EXTRACT PROVIDED:
-- begin --

In Schwab, the corporation executed an
original promissory note as evidence of a debt owed to Schlumberger Well
Surveying Corporation. See id. at 80. The corporation then executed a
series of six renewal notes, after which the corporation forfeited its right to
do business in Texas. See id. After this forfeiture, the corporation
executed another renewal note for the same indebtedness. See id. The
issue in Schwab was whether the debt in question was created or incurred
after the forfeiture date because the final promissory note was executed after
this date. See id. The Schwab court stated that the statute in
question was penal in nature and should be strictly construed so that it is not
extended beyond the clear import of its language. See id. at 81.
Significantly, the Schwab court did not articulate any “relation back”
doctrine; instead, the high court looked to Texas law regarding promissory notes.

-- end --

RECORDS SHOWN:
-- begin --

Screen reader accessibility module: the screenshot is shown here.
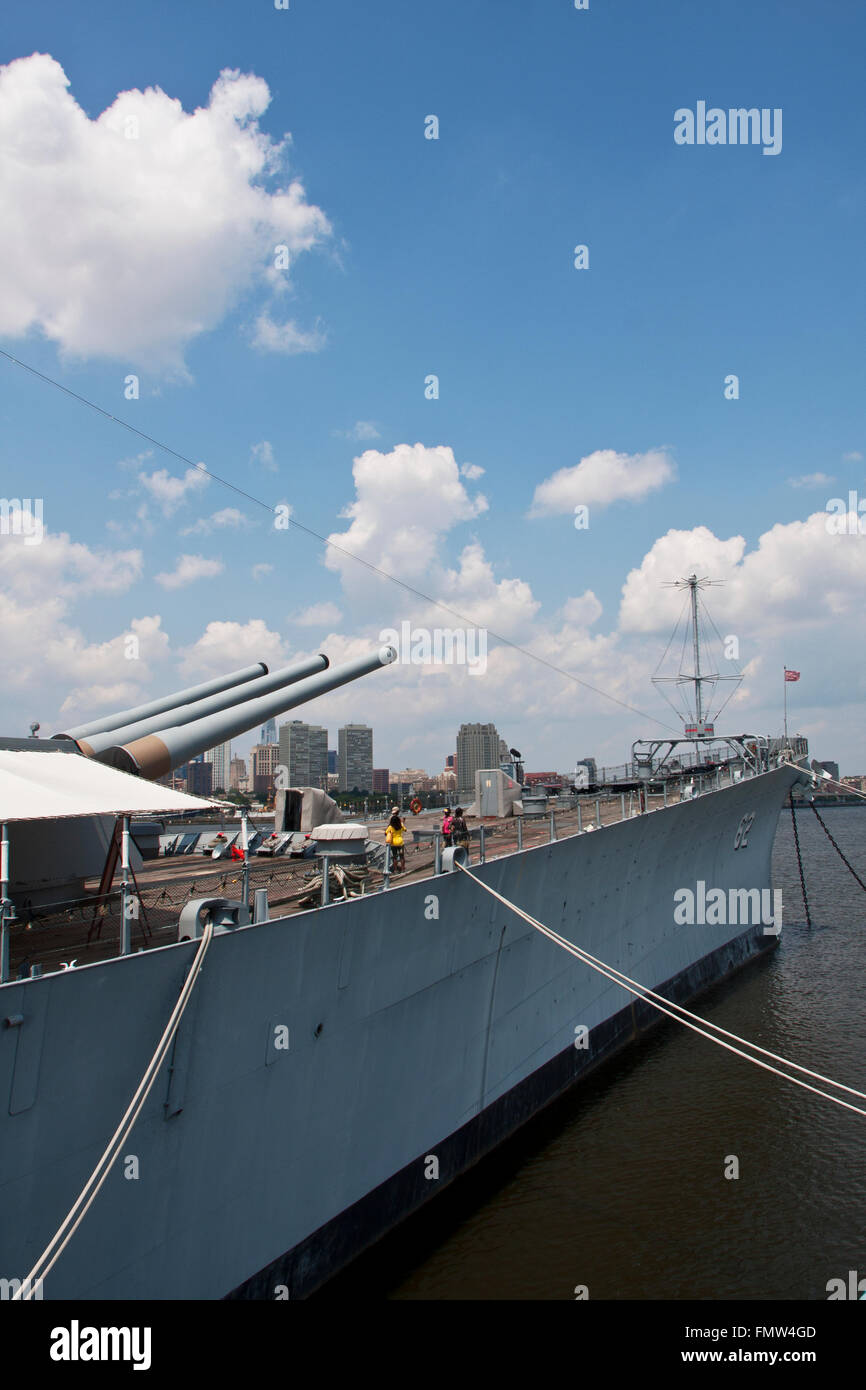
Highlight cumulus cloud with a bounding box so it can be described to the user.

-- end --
-- begin --

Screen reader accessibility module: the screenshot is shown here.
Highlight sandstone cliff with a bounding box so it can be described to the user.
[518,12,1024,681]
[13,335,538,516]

-- end --
-- begin --

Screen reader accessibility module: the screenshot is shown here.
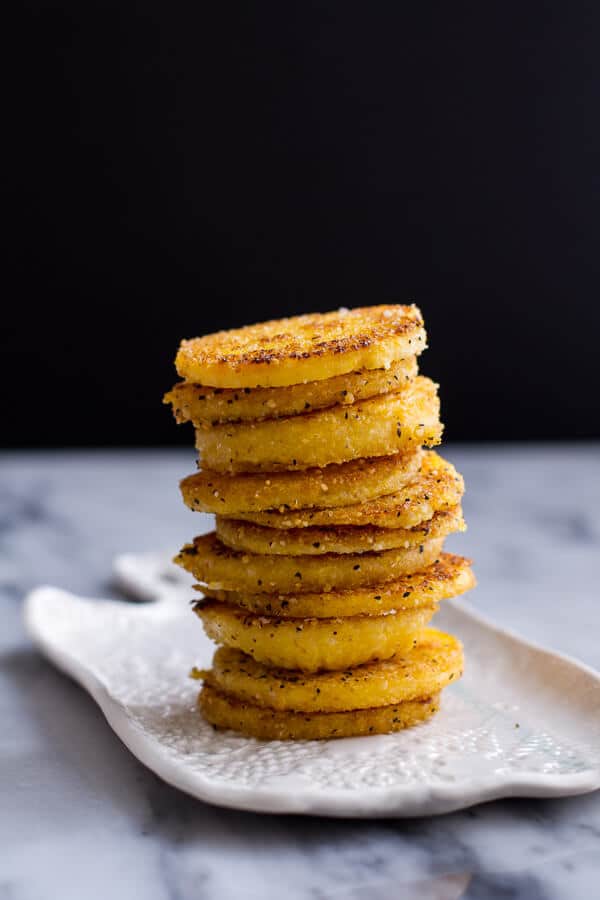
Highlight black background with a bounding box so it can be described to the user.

-- end --

TASK INSTRUCTIONS:
(1) Reproduce the passage on Schwab from "In Schwab, the" to "regarding promissory notes.".
(2) In the order the passage on Schwab gives them, list the notes the corporation executed.

RESPONSES IN ORDER:
(1)
In Schwab, the corporation executed an
original promissory note as evidence of a debt owed to Schlumberger Well
Surveying Corporation. See id. at 80. The corporation then executed a
series of six renewal notes, after which the corporation forfeited its right to
do business in Texas. See id. After this forfeiture, the corporation
executed another renewal note for the same indebtedness. See id. The
issue in Schwab was whether the debt in question was created or incurred
after the forfeiture date because the final promissory note was executed after
this date. See id. The Schwab court stated that the statute in
question was penal in nature and should be strictly construed so that it is not
extended beyond the clear import of its language. See id. at 81.
Significantly, the Schwab court did not articulate any “relation back”
doctrine; instead, the high court looked to Texas law regarding promissory notes.

(2)
1. An original promissory note, as evidence of a debt owed to Schlumberger Well Surveying Corporation
2. A series of six renewal notes
3. Another renewal note for the same indebtedness, executed after the forfeiture